= Extract to read =
──────────
United States District Court, D. Minnesota

August 26, 2019

Carlos A. G. G., Petitioner,
v.
Mathew Whitaker et al., Respondents.

          ORDER

          Wilhelmina M. Wright United States District Judge

         This matter is before the Court on the June 17, 2019 Report and Recommendation (R&R) of United States Magistrate Judge Leo I. Brisbois. (Dkt. 9.) The R&R recommends granting Petitioner Carlos A. G. G.'s petition for a writ of habeas corpus and granting Petitioner's immediate release from detention. Respondents filed timely objections. For the reasons addressed below, the Court rejects the R&R, denies the habeas petition as moot, and dismisses this case without prejudice.

         BACKGROUND

         Petitioner, a native and citizen of Honduras, was taken into ICE custody pursuant to 8 U.S.C. § 1226, which provides for mandatory detention of any alien deportable by reason of having committed certain criminal offenses. Petitioner was convicted in Iowa state court of delivering a controlled substance. On April 19, 2018, an immigration judge found that Petitioner's Iowa conviction was not a controlled substance offense for the purpose of the Immigration and Nationality Act, 8 U.S.C. §§ 1101 et seq., and therefore Petitioner was not removable. The United States Department of Homeland Security (DHS) subsequently appealed the immigration judge's decision to the Board of Immigration Appeals (BIA). Petitioner filed the instant habeas petition while DHS's appeal was pending.
──────────
= Source excerpt =
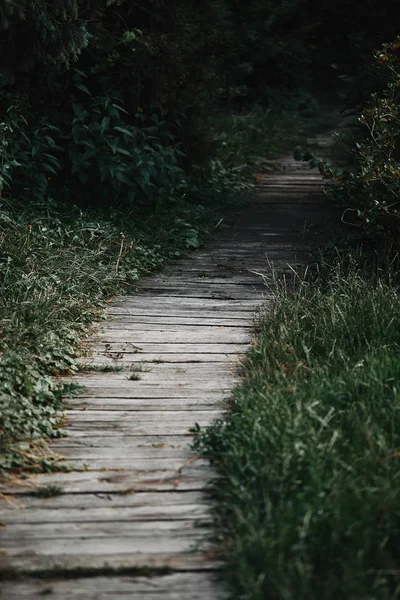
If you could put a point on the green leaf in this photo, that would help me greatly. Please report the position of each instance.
(83, 88)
──────────
= Exercise instructions =
- A) According to the court order, what was Petitioner convicted of in Iowa state court?
- B) Write out the court order between "Petitioner, a native" and "appeal was pending.", inclusive, switching "immigration judge" to "IJ".
- C) Shorten the paragraph of the court order that begins "This matter is before the Court" to two sentences, keeping its main facts.

= Responses by task =
- A) Delivering a controlled substance.

- B)
Petitioner, a native and citizen of Honduras, was taken into ICE custody pursuant to 8 U.S.C. § 1226, which provides for mandatory detention of any alien deportable by reason of having committed certain criminal offenses. Petitioner was convicted in Iowa state court of delivering a controlled substance. On April 19, 2018, an IJ found that Petitioner's Iowa conviction was not a controlled substance offense for the purpose of the Immigration and Nationality Act, 8 U.S.C. §§ 1101 et seq., and therefore Petitioner was not removable. The United States Department of Homeland Security (DHS) subsequently appealed the IJ's decision to the Board of Immigration Appeals (BIA). Petitioner filed the instant habeas petition while DHS's appeal was pending.

- C) Magistrate Judge Leo I. Brisbois's June 17, 2019 Report and Recommendation recommended granting Petitioner's habeas petition and ordering his immediate release, and Respondents filed timely objections. The Court rejects the recommendation, denies the petition as moot, and dismisses the case without prejudice.